● PROMPT A
List the lines of the records as a numbered list, omitting blank lines. Begin at the line containing "target: work boot" and continue through the end of the records.
------
Russell Hartenberger
[Note: Some of the information in this article was previously published in my book, Performance Practice in the Music of Steve Reich (Cambridge University Press, 2016).]
Steve Reich began composing Drumming in August of 1970, shortly after returning from a five-week stay in Ghana to study West African drumming. According to Reich, his visit to Ghana confirmed some of the ideas he had about composition prior to his trip. “First, the idea of phasing that I had before I went to Ghana was not something that the Africans do, and the rhythmic techniques used in African drumming are not what I do, but they are related to what I do. The important thing is that there is a tradition of rhythmic counterpoint in Africa.” He continued, “Second, percussion is the dominant voice in African music as opposed to the Western orchestra where strings are the dominant voice. So, the message to me was there’s a tradition for repeating percussion patterns, you’re not all by yourself; go, both in terms of the contrapuntal structure of the music and the instrumentation of the music. This is a solid, well-trodden path. There’s a past and that means there’s a future.”1
Drumming is a work for nine percussionists, two female singers, whistler, and piccolo player. It is in four sections: Part I, tuned bongo drums; Part II, marimbas and singers; Part III, glockenspiels, whistler, and piccolo; and Part IV, bongos, marimbas, glockenspiels, singers, and piccolo. The piece is played without pause and takes between fifty and eighty minutes to perform. It begins with a drummer playing a single attack on a bongo. The drummer is soon joined by a second drummer, and together in a technique Reich calls substituting beats for rests they add bongo attacks until a rhythmic pattern on four pitches is fully constructed. Once the pattern is built-up, one drummer gradually phases by moving forward until his/her pattern is one beat ahead of the other drummer, creating a composite rhythm with an ambiguous feel. A third drummer then enters playing resultant patterns (sometimes called resulting patterns), “melodic patterns that result from the combination of two or more identical instruments playing the same repeating melodic pattern one or more beats out of phase with each other.”2 These elements of phasing, resultant patterns, changes of timbre, and the substitution of beats for rests (or the opposite technique of substituting rests for beats) are the only compositional devices used to create all four sections of Drumming. Reich’s exiguous use of structure, pitch, melody, harmony, timbre, and rhythm made Drumming a pivotal work in the compositional genre known as “minimalism.”
Steve Reich lived in a loft at 423 Broadway, just north of Canal Street in the Soho district of lower Manhattan, when he began composing Drumming in 1970. The loft was near Little Italy and Chinatown and was just a few blocks north of the nearly completed World Trade Center. The area housed an active underground art scene with artists’ lofts, art galleries, performance spaces, and macrobiotic restaurants. Reich’s loft was at the top of a steep flight of stairs and was a large, rectangular open space with a few windows facing Broadway, a kitchen off to the side, and a separate bedroom at the front. At the rear was a slightly raised area with a couch that I eventually used as a bed when I began sleeping over after long evening rehearsals rather than driving late at night back to my home in Middletown, CT. A bookshelf made of bricks and boards held instruments that Reich brought back from his trip to Ghana the summer before: gankoguis, the double-iron bells, sometimes called gong-gongs, that provide the timeline ostinato in much Ewe dance drumming; atokes, canoe-shaped iron bells from the Akan region; and an axatse, a gourd rattle covered by a netting of beads. On the lower level of the bookshelf was the two-volume set, Studies in African Music, by A. M. Jones, that was influential in Reich’s study of Ghanaian music.
------
● PROMPT B
Continue the text on Steve Reich's Drumming from the point at which it ends.

(Raw records)
------
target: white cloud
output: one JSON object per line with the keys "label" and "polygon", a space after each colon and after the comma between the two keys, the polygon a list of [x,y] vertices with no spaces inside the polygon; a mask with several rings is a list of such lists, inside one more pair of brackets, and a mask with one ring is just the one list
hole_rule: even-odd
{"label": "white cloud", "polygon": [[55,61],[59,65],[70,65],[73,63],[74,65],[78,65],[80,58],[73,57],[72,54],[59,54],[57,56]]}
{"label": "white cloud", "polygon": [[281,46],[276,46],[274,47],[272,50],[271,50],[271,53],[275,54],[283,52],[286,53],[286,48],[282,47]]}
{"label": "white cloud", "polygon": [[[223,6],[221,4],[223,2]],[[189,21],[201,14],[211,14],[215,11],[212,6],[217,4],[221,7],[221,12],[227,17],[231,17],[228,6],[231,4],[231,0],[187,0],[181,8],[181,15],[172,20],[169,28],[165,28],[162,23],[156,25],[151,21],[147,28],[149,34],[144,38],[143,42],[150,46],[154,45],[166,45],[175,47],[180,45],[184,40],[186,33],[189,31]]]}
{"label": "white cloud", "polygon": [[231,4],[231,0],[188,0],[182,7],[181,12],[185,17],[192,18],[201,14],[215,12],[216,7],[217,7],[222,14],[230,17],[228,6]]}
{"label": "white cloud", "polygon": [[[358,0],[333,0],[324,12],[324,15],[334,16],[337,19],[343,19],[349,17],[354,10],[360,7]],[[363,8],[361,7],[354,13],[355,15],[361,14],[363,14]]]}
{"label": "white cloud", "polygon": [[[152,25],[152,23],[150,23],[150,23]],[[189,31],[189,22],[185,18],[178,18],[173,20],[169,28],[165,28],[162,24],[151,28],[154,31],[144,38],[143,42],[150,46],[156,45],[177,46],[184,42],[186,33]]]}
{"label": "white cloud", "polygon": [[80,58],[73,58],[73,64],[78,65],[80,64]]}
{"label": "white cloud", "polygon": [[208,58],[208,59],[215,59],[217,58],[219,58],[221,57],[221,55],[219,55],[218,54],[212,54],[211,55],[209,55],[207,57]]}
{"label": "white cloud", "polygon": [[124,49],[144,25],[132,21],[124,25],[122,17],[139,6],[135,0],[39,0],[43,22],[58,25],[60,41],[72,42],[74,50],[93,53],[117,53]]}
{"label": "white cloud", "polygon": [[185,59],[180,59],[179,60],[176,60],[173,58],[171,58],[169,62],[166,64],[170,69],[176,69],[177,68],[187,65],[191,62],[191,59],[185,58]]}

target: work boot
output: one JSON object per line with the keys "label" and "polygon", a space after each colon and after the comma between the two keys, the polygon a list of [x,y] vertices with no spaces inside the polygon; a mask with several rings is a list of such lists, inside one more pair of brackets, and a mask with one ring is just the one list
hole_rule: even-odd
------
● RESPONSE A
1. target: work boot
2. output: one JSON object per line with the keys "label" and "polygon", a space after each colon and after the comma between the two keys, the polygon a list of [x,y] vertices with no spaces inside the polygon; a mask with several rings is a list of such lists, inside one more pair of brackets, and a mask with one ring is just the one list
3. hole_rule: even-odd

● RESPONSE B
Hanging on the wall above the bookshelf was a framed drawing by minimalist artist Sol LeWitt, a semi-geometric sketch of lines dissolving into irregularity in the lower right-hand corner. Reich later told me that LeWitt considered this drawing to be a mistake and, in fact, called it Mistake Drawing. Against one of the painted white walls was a long wooden beam with ten holes drilled in it that I first thought was left over from some construction. I soon discovered it was a work of art by minimalist sculptor, Richard Serra, titled Candle Rack that Reich acquired in a trade with Serra for the score to Pendulum Music. Reich eventually sold Candle Rack but still owns Mistake Drawing and recently had it re-framed.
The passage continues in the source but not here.